> **Document excerpt**:
§ §

Is racism prevalent today? I think Obama’s election elevated racism. From my white predominantly Trump supporting community in eastern Daviess Co KY, sporadic black families have always been accepted. I think the general thinking was that they need and deserve the basics as everyone else. Shop in the store? Sure, they need to eat. Come to church? They need to pray. Become president? I saw a mindset of “now wait a damn minute, that’s crossing a line, that position doesn’t belong to that race”. Funny how so many claimed to hate “Obama’s policies” yet when asked to name one, they couldn’t.
Charlottesville opened another exposure of blatant racism as the protest was over removing confederate statues, many that were put in place in the 50s and 60s at an era of Jim Crowism and voting rights. White supremacist didn’t want these reminders of who’s the boss to be removed.

§ §

> **Material provided**:
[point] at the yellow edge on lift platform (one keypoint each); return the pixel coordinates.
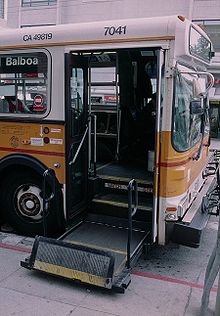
(72, 274)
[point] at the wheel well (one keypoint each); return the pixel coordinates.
(8, 173)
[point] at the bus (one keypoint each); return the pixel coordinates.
(104, 138)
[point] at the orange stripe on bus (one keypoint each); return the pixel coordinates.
(88, 42)
(30, 151)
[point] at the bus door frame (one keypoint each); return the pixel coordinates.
(155, 222)
(76, 201)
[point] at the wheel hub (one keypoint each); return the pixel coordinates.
(29, 202)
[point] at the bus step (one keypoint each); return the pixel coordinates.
(120, 184)
(117, 205)
(76, 262)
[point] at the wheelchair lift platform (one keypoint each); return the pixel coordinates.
(94, 252)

§ §

> **What to do**: Reproduce everything in the racism text above from "Is racism prevalent" down to "one, they couldn’t.", word for word.

> **Result of this exercise**:
Is racism prevalent today? I think Obama’s election elevated racism. From my white predominantly Trump supporting community in eastern Daviess Co KY, sporadic black families have always been accepted. I think the general thinking was that they need and deserve the basics as everyone else. Shop in the store? Sure, they need to eat. Come to church? They need to pray. Become president? I saw a mindset of “now wait a damn minute, that’s crossing a line, that position doesn’t belong to that race”. Funny how so many claimed to hate “Obama’s policies” yet when asked to name one, they couldn’t.